* _Excerto a ler_
CONSTA-SE QUE CUNHAL TENTOU FUGIR, O QUE NÃO É VERDADE

Sofia Ferreira, detida pela PIDE com Álvaro Cunhal e Militão Ribeiro, em 1949, no Luso, desmentiu hoje que Cunhal tivesse tentado fugir e que houvesse equipamento de transmissões na casa clandestina em que se encontravam.

Na cerimónia de descerramento de uma lápide no Casal de Santo António, no Luso, evocativa da detenção, Sofia Ferreira fez questão de esclarecer que alguns pormenores que têm vindo a público sobre esse momento não correspondem à verdade.

"Consta-se que Cunhal tentou fugir, o que não é verdade. Era impossível tentar qualquer fuga porque ele e o Militão Ribeiro, depois de vestidos, foram algemados um ao outro", relatou Sofia Ferreira.

De acordo com as suas palavras, "uma brigada de seis agentes da PIDE tomou de assalto a casa pelas 05:00, entrando de rompante, acompanhada pela GNR com metralhadoras e não bateram sequer à porta".

Registos guardados
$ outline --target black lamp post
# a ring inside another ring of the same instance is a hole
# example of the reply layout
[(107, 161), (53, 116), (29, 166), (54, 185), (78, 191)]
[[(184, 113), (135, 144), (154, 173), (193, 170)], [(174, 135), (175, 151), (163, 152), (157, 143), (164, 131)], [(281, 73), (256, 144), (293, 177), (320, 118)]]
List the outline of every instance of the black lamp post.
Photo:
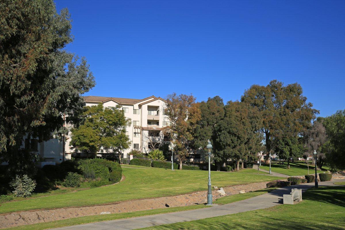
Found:
[(314, 150), (314, 152), (313, 153), (313, 155), (314, 156), (314, 160), (315, 161), (315, 187), (317, 188), (319, 187), (318, 182), (317, 182), (317, 173), (316, 172), (316, 161), (317, 160), (317, 153), (316, 151)]
[(208, 155), (208, 183), (207, 184), (207, 205), (212, 204), (212, 191), (211, 190), (211, 152), (212, 151), (212, 145), (211, 142), (208, 140), (207, 146), (206, 147), (207, 149), (207, 155)]

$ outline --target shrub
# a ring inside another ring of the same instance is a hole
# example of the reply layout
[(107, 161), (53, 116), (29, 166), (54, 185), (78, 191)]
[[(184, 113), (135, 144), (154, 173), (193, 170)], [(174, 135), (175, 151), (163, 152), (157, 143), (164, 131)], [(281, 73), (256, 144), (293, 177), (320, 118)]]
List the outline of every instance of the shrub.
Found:
[(307, 183), (311, 183), (315, 181), (315, 176), (314, 175), (306, 175), (304, 177), (307, 180)]
[(291, 177), (287, 178), (287, 181), (291, 182), (291, 185), (299, 184), (302, 183), (302, 179), (299, 177)]
[(36, 184), (36, 181), (26, 174), (21, 177), (17, 175), (10, 184), (11, 187), (14, 189), (12, 192), (16, 196), (23, 197), (31, 196)]
[(246, 169), (252, 169), (254, 164), (252, 162), (245, 162), (244, 168)]
[(199, 166), (192, 166), (191, 165), (182, 165), (182, 169), (185, 170), (200, 170)]
[(332, 179), (332, 174), (331, 173), (320, 173), (319, 177), (321, 181), (329, 181)]
[(266, 184), (266, 187), (269, 188), (281, 188), (286, 187), (291, 185), (290, 181), (285, 181), (283, 180), (274, 180)]
[(142, 166), (151, 167), (151, 161), (149, 160), (135, 158), (130, 160), (130, 161), (129, 161), (129, 164), (133, 164), (133, 165), (140, 165)]
[(13, 199), (13, 197), (9, 195), (0, 195), (0, 203), (9, 201)]
[(122, 173), (119, 171), (112, 171), (109, 175), (109, 180), (113, 184), (120, 181), (122, 178)]
[(69, 172), (62, 184), (66, 187), (79, 187), (80, 186), (80, 175), (76, 172)]
[[(152, 161), (151, 166), (154, 168), (160, 168), (161, 169), (171, 168), (171, 163), (165, 161)], [(178, 168), (178, 165), (176, 163), (174, 163), (174, 168), (177, 169)]]

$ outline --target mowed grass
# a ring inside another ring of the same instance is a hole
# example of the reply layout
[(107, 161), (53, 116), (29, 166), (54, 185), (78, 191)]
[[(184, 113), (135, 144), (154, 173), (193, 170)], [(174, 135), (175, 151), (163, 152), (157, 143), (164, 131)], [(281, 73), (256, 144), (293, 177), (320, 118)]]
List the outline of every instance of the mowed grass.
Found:
[[(260, 168), (269, 171), (269, 164), (263, 164), (259, 167)], [(304, 176), (308, 174), (308, 167), (305, 163), (301, 161), (295, 161), (290, 163), (290, 168), (287, 169), (287, 162), (284, 162), (284, 164), (278, 164), (275, 162), (272, 161), (271, 163), (271, 168), (272, 172), (277, 172), (282, 174), (285, 174), (290, 176)], [(323, 169), (328, 170), (329, 168), (327, 167), (323, 167)], [(323, 173), (325, 171), (317, 170), (317, 173)], [(315, 173), (315, 167), (309, 165), (309, 174)]]
[(311, 189), (295, 204), (141, 229), (345, 229), (344, 197), (344, 187)]
[[(220, 187), (282, 179), (256, 174), (256, 171), (253, 169), (239, 172), (212, 171), (212, 185)], [(123, 174), (125, 180), (115, 184), (3, 203), (0, 213), (101, 204), (207, 189), (207, 171), (124, 167)]]

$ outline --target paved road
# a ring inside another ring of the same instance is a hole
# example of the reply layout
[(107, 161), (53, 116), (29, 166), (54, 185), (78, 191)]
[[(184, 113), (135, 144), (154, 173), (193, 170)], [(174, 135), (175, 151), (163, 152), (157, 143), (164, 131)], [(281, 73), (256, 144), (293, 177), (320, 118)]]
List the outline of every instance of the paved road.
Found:
[[(345, 180), (319, 182), (319, 185), (334, 186), (333, 183), (336, 181), (344, 181)], [(282, 203), (283, 194), (289, 194), (292, 188), (298, 188), (302, 189), (303, 191), (304, 191), (314, 186), (314, 183), (309, 183), (280, 188), (247, 200), (224, 205), (215, 206), (208, 208), (110, 220), (54, 229), (55, 230), (123, 230), (191, 221), (272, 207)]]
[[(257, 164), (254, 164), (253, 166), (253, 168), (255, 170), (258, 170), (258, 165)], [(260, 166), (259, 166), (259, 171), (261, 171), (262, 172), (267, 172), (267, 173), (269, 173), (269, 171), (268, 171), (267, 170), (264, 170), (263, 169), (262, 169), (260, 168)], [(282, 173), (279, 173), (277, 172), (274, 172), (271, 171), (271, 174), (268, 174), (268, 175), (265, 175), (265, 176), (274, 176), (275, 177), (288, 177), (291, 176), (288, 176), (287, 175), (285, 175), (285, 174), (282, 174)]]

* _Tarefas do exercício_
**A.** Reescreva a notícia sobre a detenção de Cunhal de "Na cerimónia de" a "relatou Sofia Ferreira.", trocando "lápide" por "placa".
**B.** Segundo a notícia sobre a detenção de Cunhal, a que horas a brigada da PIDE tomou de assalto a casa?

* _Respostas escritas_
**A.**
Na cerimónia de descerramento de uma placa no Casal de Santo António, no Luso, evocativa da detenção, Sofia Ferreira fez questão de esclarecer que alguns pormenores que têm vindo a público sobre esse momento não correspondem à verdade.

"Consta-se que Cunhal tentou fugir, o que não é verdade. Era impossível tentar qualquer fuga porque ele e o Militão Ribeiro, depois de vestidos, foram algemados um ao outro", relatou Sofia Ferreira.

**B.** Pelas 05:00.